TEXT PASSAGE:
§ §
There is no specific contemporary definition of risk management in business organizations throughout the world. While it began in the insurance industry after the Civil War, it evolved into financial risk issues and, as security evolved into the business organizations, the definition applies in some security initiatives.
The Risk Analysis Group is promoting what I believe to be the appropriate application of the risk management principle within an organization, and to focus that application of this initiative the term 'Integrated Risk Management' has been developed. So, what is it?
The risks to an organization are many and varied. The risks identified and addressed in an insurance evaluation are often different than those considered by the finance experts and are certainly different than those identified by conventional security risk assessments. Traditionally, the identified risks were not shared with other elements of the organization and in many instances were protected from publication throughout the organization as 'confidential'. Initiatives to address the identified risks were developed by the 'owners' of the initiative, often without counsel or consideration by other members of the organization, despite the impact of the initiative across the organization. Stated in other terms, a decision made in a vertical organizational environment that has a horizontal impact to the organization.
§ §
DATASET RECORDS:

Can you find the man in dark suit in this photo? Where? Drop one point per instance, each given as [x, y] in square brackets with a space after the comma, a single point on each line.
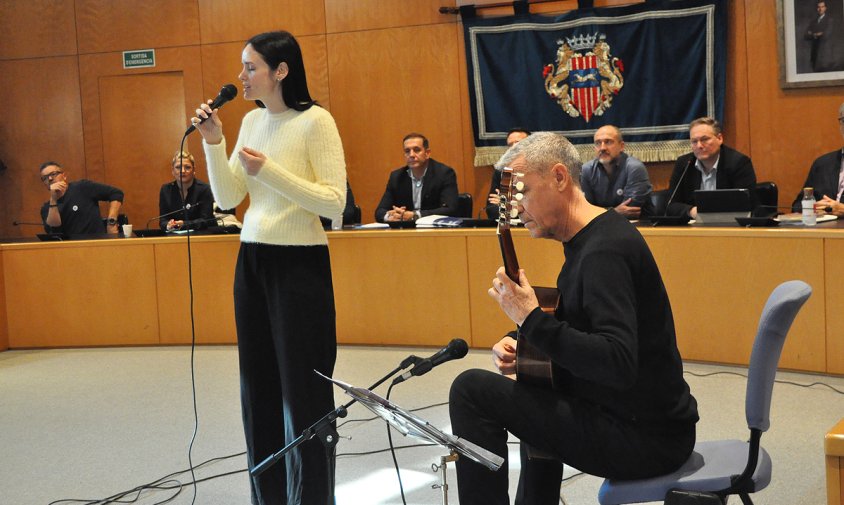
[826, 178]
[819, 33]
[74, 207]
[710, 165]
[421, 188]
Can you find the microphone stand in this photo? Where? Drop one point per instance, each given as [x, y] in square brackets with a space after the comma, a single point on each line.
[180, 209]
[323, 427]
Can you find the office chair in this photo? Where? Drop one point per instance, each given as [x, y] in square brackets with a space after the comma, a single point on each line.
[767, 196]
[464, 205]
[717, 469]
[659, 199]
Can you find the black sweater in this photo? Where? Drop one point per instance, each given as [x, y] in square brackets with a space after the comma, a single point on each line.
[612, 337]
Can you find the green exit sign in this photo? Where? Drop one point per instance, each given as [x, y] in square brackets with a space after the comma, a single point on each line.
[139, 59]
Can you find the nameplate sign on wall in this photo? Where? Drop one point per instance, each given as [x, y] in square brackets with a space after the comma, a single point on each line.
[139, 59]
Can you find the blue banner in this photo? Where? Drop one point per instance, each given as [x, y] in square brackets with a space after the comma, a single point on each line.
[649, 69]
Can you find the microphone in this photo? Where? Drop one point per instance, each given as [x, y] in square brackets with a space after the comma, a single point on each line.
[455, 349]
[680, 181]
[187, 207]
[226, 95]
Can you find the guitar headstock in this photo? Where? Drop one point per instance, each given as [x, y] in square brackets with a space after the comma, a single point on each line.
[510, 191]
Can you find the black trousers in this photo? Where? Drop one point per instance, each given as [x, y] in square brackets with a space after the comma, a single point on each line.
[284, 312]
[484, 406]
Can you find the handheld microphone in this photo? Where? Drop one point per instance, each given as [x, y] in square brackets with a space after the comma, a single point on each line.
[455, 349]
[226, 95]
[187, 207]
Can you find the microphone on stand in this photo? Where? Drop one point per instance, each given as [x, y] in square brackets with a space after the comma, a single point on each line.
[455, 349]
[187, 207]
[226, 95]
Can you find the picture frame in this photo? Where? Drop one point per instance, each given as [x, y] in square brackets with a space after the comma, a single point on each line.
[810, 58]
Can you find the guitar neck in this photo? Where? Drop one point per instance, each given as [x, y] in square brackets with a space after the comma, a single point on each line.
[508, 253]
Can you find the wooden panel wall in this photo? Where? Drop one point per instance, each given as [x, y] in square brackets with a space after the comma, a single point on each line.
[383, 68]
[40, 120]
[407, 83]
[4, 320]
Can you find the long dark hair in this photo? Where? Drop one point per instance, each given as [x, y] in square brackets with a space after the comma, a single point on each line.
[278, 47]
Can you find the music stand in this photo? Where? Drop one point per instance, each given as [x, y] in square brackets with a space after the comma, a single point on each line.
[410, 424]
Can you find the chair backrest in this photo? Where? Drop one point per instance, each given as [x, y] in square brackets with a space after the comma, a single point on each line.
[779, 312]
[464, 205]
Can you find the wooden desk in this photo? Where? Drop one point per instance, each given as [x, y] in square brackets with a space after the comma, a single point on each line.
[834, 449]
[418, 287]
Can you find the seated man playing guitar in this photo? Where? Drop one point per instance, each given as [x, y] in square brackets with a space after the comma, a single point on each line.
[619, 406]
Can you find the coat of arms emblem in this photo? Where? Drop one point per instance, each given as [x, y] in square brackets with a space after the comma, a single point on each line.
[584, 84]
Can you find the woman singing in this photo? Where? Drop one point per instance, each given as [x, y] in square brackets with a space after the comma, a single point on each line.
[289, 160]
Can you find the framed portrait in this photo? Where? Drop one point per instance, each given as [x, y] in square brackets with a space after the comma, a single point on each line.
[811, 43]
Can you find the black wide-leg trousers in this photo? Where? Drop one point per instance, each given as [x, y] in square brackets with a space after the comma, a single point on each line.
[484, 406]
[284, 312]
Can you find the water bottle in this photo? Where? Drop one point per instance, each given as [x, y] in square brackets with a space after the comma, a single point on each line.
[809, 217]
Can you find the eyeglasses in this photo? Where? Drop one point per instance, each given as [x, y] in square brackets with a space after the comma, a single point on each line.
[51, 176]
[701, 140]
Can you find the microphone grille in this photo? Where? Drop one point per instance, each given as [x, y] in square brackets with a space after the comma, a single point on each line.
[459, 348]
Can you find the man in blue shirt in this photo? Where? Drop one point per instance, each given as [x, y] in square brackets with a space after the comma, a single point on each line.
[614, 179]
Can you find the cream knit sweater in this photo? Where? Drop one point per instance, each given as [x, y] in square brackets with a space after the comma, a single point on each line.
[304, 176]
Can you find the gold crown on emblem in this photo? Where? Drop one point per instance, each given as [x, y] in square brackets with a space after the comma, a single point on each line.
[582, 41]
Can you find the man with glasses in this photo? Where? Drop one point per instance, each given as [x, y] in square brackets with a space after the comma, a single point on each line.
[826, 178]
[185, 192]
[421, 188]
[73, 208]
[614, 179]
[710, 165]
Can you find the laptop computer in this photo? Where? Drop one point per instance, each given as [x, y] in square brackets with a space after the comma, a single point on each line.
[722, 205]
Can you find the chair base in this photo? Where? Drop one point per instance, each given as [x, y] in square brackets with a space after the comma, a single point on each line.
[680, 497]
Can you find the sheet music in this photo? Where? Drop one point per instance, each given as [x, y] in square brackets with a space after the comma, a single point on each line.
[409, 423]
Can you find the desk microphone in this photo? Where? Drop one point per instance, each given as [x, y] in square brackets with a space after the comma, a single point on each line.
[455, 349]
[187, 207]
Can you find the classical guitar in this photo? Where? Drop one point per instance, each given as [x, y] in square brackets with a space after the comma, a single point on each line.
[531, 364]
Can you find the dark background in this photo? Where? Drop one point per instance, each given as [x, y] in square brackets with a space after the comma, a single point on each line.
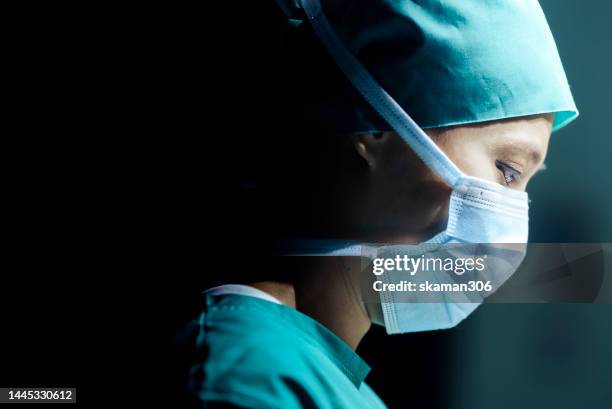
[119, 183]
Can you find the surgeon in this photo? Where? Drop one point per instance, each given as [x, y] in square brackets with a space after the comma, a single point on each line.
[417, 122]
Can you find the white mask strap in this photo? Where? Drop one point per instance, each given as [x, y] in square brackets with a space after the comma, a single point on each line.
[379, 99]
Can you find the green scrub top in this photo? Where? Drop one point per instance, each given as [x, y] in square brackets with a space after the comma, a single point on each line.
[252, 353]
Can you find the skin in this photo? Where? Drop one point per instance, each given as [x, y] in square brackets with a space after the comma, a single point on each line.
[401, 200]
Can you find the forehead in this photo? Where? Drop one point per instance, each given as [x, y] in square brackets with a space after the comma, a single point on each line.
[526, 136]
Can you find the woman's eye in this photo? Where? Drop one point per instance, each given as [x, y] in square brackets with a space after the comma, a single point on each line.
[510, 174]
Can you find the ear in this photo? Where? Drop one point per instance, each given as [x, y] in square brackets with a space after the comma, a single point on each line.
[371, 147]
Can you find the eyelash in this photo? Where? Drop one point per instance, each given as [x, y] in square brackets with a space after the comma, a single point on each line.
[514, 175]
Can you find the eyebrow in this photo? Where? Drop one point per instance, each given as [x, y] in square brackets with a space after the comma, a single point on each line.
[526, 149]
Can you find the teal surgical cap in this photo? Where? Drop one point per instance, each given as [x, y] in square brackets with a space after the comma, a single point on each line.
[446, 62]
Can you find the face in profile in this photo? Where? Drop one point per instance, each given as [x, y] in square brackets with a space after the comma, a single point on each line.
[404, 201]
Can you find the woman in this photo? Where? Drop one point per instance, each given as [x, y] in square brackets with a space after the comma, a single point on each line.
[486, 87]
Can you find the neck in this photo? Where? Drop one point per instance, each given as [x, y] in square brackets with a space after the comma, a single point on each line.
[327, 289]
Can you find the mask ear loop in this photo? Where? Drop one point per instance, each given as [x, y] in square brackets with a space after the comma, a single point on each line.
[379, 99]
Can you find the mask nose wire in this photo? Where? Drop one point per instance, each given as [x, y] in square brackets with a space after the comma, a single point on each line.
[379, 99]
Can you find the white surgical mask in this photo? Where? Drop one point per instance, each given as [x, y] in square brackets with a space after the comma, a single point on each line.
[480, 211]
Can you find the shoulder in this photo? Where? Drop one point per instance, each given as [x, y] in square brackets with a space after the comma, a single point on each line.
[244, 356]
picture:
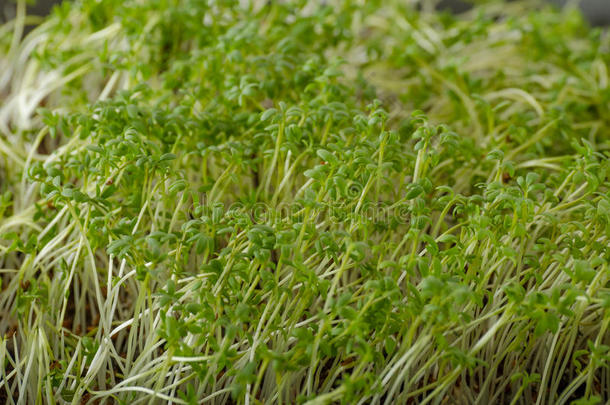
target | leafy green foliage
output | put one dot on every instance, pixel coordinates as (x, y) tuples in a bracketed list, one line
[(301, 202)]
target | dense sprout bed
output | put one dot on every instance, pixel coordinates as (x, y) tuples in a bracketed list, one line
[(288, 202)]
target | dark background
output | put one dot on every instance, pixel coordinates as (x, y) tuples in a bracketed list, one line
[(597, 11)]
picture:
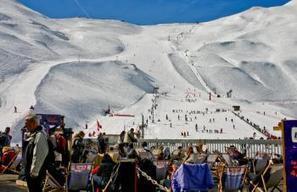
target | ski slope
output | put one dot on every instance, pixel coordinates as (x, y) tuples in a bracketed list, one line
[(78, 67)]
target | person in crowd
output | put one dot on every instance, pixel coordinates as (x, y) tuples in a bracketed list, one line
[(122, 151), (131, 152), (35, 154), (78, 147), (113, 154), (5, 139), (145, 153), (178, 154), (103, 172), (190, 156), (122, 137), (8, 154), (130, 137), (101, 143)]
§ §
Carry on the passage about integrated risk management, starting right after its last sentence.

Integrated Risk Management is the consideration of all risks to the organization and, more importantly, the development of responses to identified risks that consider the entire organization before it is implemented. The success of this discipline is dependent upon the direct support of the Chief Executive Office and the person that the CEO selects as the Integrated Risk Manager, or, as being promoted by the Risk Analysis Group, the Chief Security Officer (CSO), or the senior security executive. I do not recommend the expansion of the role of the CIO into this role.
Any decision that addresses an issue of potential harm to the organization must be a business decision, devoid of specific department politics and turf issues, with all of the stakeholders participating in its development. The CSO, reporting to the CEO, is the facilitator of this process, a process of enterprise-wide integrated risk management.
Here is what a recent attendee of a Risk Analysis Group Seminar had to say:
"I have been a member of ASIS since 1990 and have attended numerous security
seminars in which they typically tell you about what has happened in the
past.
Risk Analysis Group taught me about what is happening now, and what I
need to be aware of for the future. RAG also understands that one person
cant know it all - and they have brought in several different speakers who
are experts on different areas of security.
Now that I know how valuable Risk Analysis Group's course
is, I am going to recommend my company's executive and HR team attend as
well."
Jonathan McBride, Security and Safety Director, Innotrac (Reno, NV)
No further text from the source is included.